Entries shown:
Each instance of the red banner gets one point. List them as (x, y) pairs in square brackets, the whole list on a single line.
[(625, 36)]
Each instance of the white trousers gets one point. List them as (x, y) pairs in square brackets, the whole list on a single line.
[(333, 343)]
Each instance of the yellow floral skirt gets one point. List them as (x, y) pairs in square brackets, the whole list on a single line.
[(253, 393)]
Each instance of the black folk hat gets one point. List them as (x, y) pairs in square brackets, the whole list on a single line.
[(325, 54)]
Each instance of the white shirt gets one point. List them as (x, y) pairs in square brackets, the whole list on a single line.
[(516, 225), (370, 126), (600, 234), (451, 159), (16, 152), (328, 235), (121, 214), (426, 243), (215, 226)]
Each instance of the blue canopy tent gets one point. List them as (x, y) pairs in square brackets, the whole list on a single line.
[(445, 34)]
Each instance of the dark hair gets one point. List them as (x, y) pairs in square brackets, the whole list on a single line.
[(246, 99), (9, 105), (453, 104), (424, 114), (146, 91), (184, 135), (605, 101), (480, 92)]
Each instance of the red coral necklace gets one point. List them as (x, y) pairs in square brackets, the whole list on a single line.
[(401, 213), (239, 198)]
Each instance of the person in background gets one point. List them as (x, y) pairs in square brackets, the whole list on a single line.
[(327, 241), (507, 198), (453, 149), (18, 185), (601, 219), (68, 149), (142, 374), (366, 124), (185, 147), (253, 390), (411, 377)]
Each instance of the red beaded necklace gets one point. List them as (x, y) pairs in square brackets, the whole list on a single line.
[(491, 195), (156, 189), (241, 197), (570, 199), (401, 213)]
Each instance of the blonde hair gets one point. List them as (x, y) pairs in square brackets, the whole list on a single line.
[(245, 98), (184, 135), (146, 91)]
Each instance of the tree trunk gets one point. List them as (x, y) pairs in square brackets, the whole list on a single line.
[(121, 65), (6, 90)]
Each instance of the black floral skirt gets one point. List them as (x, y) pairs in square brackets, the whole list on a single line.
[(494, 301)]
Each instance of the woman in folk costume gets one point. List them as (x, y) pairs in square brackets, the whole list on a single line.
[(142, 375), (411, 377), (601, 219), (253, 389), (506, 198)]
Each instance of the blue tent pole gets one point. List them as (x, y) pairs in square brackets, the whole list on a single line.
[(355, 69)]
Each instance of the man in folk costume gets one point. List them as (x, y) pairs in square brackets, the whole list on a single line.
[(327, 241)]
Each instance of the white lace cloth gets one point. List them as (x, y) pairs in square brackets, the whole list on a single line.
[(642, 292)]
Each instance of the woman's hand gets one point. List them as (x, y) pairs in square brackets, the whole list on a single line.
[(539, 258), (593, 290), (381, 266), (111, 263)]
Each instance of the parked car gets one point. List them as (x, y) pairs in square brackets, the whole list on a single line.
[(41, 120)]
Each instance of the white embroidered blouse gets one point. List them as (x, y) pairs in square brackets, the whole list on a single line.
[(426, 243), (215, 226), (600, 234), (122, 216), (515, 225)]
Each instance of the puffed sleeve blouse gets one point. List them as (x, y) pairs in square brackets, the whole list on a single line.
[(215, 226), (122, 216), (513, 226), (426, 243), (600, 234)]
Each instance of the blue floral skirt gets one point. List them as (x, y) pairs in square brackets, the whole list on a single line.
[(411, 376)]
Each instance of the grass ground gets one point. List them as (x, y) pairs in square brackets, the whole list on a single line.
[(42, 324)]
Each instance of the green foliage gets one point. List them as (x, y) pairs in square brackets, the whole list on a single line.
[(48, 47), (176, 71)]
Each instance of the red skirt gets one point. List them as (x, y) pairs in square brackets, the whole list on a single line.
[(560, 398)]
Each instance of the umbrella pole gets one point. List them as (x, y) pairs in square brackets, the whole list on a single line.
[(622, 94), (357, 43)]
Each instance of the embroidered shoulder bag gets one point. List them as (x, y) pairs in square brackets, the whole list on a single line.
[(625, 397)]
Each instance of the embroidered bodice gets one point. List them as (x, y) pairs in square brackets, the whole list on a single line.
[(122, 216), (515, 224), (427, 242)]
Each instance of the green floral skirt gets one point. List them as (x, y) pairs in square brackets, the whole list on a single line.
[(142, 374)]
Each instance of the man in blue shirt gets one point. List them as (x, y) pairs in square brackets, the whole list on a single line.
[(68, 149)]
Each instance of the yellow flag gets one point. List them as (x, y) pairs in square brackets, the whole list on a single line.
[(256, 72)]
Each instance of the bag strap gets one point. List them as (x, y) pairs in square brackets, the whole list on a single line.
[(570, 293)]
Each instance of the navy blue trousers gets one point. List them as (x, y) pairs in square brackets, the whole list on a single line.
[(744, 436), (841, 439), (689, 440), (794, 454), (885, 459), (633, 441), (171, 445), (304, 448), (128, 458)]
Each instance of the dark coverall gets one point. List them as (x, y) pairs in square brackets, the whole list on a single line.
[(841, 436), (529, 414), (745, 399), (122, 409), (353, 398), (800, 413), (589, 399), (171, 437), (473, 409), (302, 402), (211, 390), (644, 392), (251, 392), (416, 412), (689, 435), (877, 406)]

What you have to do:
From the first line to the last, set down every record exactly as written above.

Task answer:
Each instance of the red banner gets one point. List them as (x, y) pairs in square brackets, the whole list on a single line.
[(625, 36)]
Each instance of the white trousers gets one point. List them as (x, y) pairs in square brackets, the whole list on a single line.
[(333, 343)]
Each instance of the yellow floral skirt gets one point. List them as (x, y) pairs in square brackets, the whole list on a single line.
[(253, 393)]
Each instance of the black folk hat gets one point. List them as (x, y) pairs in square brackets, the whole list on a single line.
[(325, 54)]
Each instance of the white shirt gets one point. List them as (x, y) pairs in square brackets, the whole list on a single line.
[(516, 225), (370, 126), (600, 234), (451, 159), (16, 152), (328, 235), (121, 214), (426, 243), (215, 226)]
Each instance of the blue canopy tent gets one point. List them as (x, y) pairs in square brackets, the whole list on a single line.
[(445, 34)]
Each instance of the dark hair gets one point. List them as (x, y) pairs in square brackets, the whole list on a single line.
[(246, 99), (9, 105), (453, 104), (424, 114), (146, 91), (184, 135), (605, 101), (480, 92)]
Each instance of the red coral necklace gets one point. List them as (x, y) pairs in square brackets, the whole list on a single line.
[(401, 213), (239, 198)]
Each instance of the person in background gets one point. List them as (x, y) pairs in square brackets, the whole list on a single line.
[(327, 241), (507, 198), (453, 149), (18, 185), (601, 219), (68, 149), (142, 374), (366, 124), (185, 147), (253, 390), (411, 377)]
Each instance of the red beaded necklace gets one point. List them as (x, y) pairs in square brackets, the whole list on a single line.
[(491, 195), (156, 189), (241, 197), (570, 199), (401, 213)]
Each instance of the blonde hair gets one point. List them as (x, y) pairs in square brackets, the whole list on a single line.
[(245, 98), (184, 135), (146, 91)]
Each instance of the tree trunk gets one point. List them as (x, y) pairs in square brackets, the whole list on a single line.
[(121, 65), (6, 90)]
Each instance of the black floral skirt gets one point. List them as (x, y) pairs in square brackets, the whole list on a single line.
[(494, 301)]
Each instance of the woman in folk costume gets one point. List them as (x, y) pairs in square brackets, the whole list on a single line.
[(142, 375), (411, 377), (601, 219), (253, 389), (506, 198)]
Each instance of the blue tent pole gets one point. List them as (x, y) pairs in square brackets, the whole list on a single line.
[(355, 69)]
Each instance of the man in folk costume gets one point. List them as (x, y) pairs in square brackets, the whole list on a single line.
[(327, 241)]
Each instance of the white lace cloth gets one point. List them as (x, y) pairs in square brackets, the whole list on a single line.
[(642, 292)]
Each instance of the woman's hand gets one point. List them as (x, y) pairs in square brackets, the whole list on a single line.
[(539, 258), (593, 290), (381, 266), (111, 263)]
Each instance of the parked car gets one point. List them as (x, y) pairs in square brackets, the whole list on a single line.
[(41, 120)]
Each instance of the white embroidered blouse gets one point. List them as (x, y) pairs in square brackets, the whole list on a single line.
[(426, 243), (215, 226), (600, 234), (122, 216), (515, 225)]
Each instance of the puffed sleeve blouse gets one point. List them as (x, y) pairs in square brackets, the whole list on a single line.
[(215, 226), (122, 216), (513, 226), (426, 243), (600, 234)]
Each instance of the blue floral skirt gets one point. List them as (x, y) pairs in square brackets, the whole list on a single line.
[(411, 376)]
Each instance of the grass ground gets one point. List them as (x, y) pairs in square brackets, the whole list on a single line.
[(42, 324)]
Each instance of the green foliage gets one point. List them as (x, y) pairs in square brackets, the whole list on a single line.
[(48, 47), (176, 71)]
Each instance of the red skirt gets one point. List them as (x, y) pairs in square brackets, the whole list on a single line.
[(560, 398)]
Each instance of the umbrella pole gets one point. List them as (x, y) pairs in square brackets, the whole list on a single line.
[(622, 94), (357, 43)]
Each instance of the embroidered shoulder bag gets one point. List them as (x, y) pairs in square brackets, the whole list on a single line.
[(625, 397)]
Each instance of the embroidered bodice gets one point. List them as (x, y) pairs in square brackets, the whole list on a single line.
[(122, 216), (515, 224), (427, 242)]
Each instance of the green floral skirt gets one point. List them as (x, y) pairs in square brackets, the whole list on a single line.
[(142, 374)]
Each instance of the man in blue shirt gets one point. List them as (x, y) pairs in square brackets, the whole list on a single line.
[(68, 149)]
Each instance of the yellow flag gets one point. List them as (x, y) pairs in square brackets, the whole list on a single line.
[(256, 72)]
Each instance of the bag strap gets one point. List them as (x, y) pairs in square brackets, the whole list on a single line.
[(570, 293)]
Each instance of the navy blue trousers gets one point. List them as (x, y) pairs in square brackets, the whole list on a single line.
[(744, 436), (841, 439), (689, 440), (794, 454), (885, 459), (633, 441), (171, 445), (304, 448), (128, 458)]
Each instance of the dark coverall gets one point. List them as (x, y) pairs in square brackets, the whole list on a single line.
[(841, 436), (529, 414), (745, 399), (122, 409), (353, 398), (800, 413), (589, 399), (171, 437), (473, 409), (302, 402), (211, 390), (644, 392), (251, 392), (416, 412), (689, 435), (877, 406)]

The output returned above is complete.